====== Trecho fornecido

Boas Práticas e Critérios de Suspensão de Atividades
Critérios de Decisão para Suspensão
- Qualquer condição não prevista ou não mitigada que comprometa a segurança imediata.
- Mudanças ambientais imprevistas (vento, chuva, raio).
- Falhas nos sistemas de ancoragem ou queda do equipamento.
- Sinais de debilitação física, emocional ou concentração do trabalhador.
Ações Prévias à Suspensão
- Reavaliar a análise de risco com base na nova condição.
- Tentar mitigação imediata: ajuste na ancoragem, proteção coletiva, pausa para recuperação do trabalhador.
- Comunicação clara com a equipe e liderança.
Reative a Atividade Somente Quando…
- Condição insegura for eliminada ou controlada efetivamente.
- Nova análise de risco ou complementação for feita.
- Supervisor autorizar retomada e a situação estiver documentada.
6. Estudos de Caso e Exemplos Práticos
6.1. Ventos fortes em altura
Segundo a NR‑35, ventos superiores a 40 km/h devem resultar na suspensão imediata das atividades de trabalho em altura, pois geram efeitos de balanço no trabalhador e sobrecarga nos pontos de ancoragem, podendo causar falhas estruturais ou perda de controle durante a operação.

============
====== Registros fornecidos

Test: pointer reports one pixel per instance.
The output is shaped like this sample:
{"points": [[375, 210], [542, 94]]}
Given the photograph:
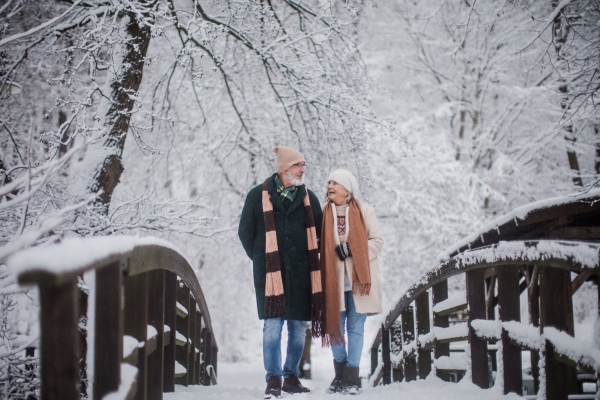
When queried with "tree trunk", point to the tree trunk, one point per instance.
{"points": [[560, 35], [107, 171]]}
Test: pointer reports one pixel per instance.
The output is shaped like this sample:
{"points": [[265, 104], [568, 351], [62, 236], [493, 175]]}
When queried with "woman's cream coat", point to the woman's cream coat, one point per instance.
{"points": [[370, 304]]}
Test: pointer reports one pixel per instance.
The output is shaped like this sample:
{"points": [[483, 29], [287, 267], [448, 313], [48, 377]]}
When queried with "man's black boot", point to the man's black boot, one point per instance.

============

■ Tarefa proposta
Prossiga com o texto sobre a suspensão de trabalhos em altura, começando logo após a última frase apresentada. Os registros não fazem falta para este trabalho.

■ Resposta do exercício
Estudos internacionais, como o IRATA Industrial Rope Access Code of Practice, indicam que ventos equivalentes à força 6 na escala de Beaufort (~10,8–13,9 m/s, ou 39–50 km/h) devem interromper o serviço, especialmente em superfícies de construção metálicas ou leves, onde há maior sensibilidade às rajadas.
Caso prático hipotético: Durante manutenção de fachada em torre metálica, sensores registraram rajadas de 45 km/h e a corda principal começou a oscilar lateralmente, gerando esforço de cisalhamento no anel principal de ancoragem. Sem redundância com ponto adicional e sem sistema de proteção coletiva, a equipe interrompeu o serviço imediatamente, conforme AR auxiliar recomendava, evitando pane crítica.
6.2. Saúde do trabalhador comprometida
De acordo com a NR‑35, trabalhadores que apresentem sintomas como tontura, fadiga extrema, náusea ou mal-estar têm direito de interromper a atividade e devem ser afastados até que a condição seja avaliada ou revertida .
Exemplo em campo: técnico que realiza inspeção por corda em silo relatou visão turva e mal-estar após exposição prolongada ao calor. Embora estivesse dentro das normas de treinamento e aptidão formal, supervisionou-se sua saída do sistema suspenso. A análise identificou risco de síncope e queda vertiginosa; a equipe reavaliou a AR e suspendeu a atividade até novo atestado médico e readequação das pausas de hidratação.
6.3. Equipamento comprometido
A NR‑35 exige inspeções regulares de cordas, talabartes, mosquetões e sistemas de absorção, com substituição imediata se constatado desgaste ou certificação vencida. A cada dois anos, é recomendável submeter cordas a ensaios de certificação por entidade reconhecida, com registros documentados.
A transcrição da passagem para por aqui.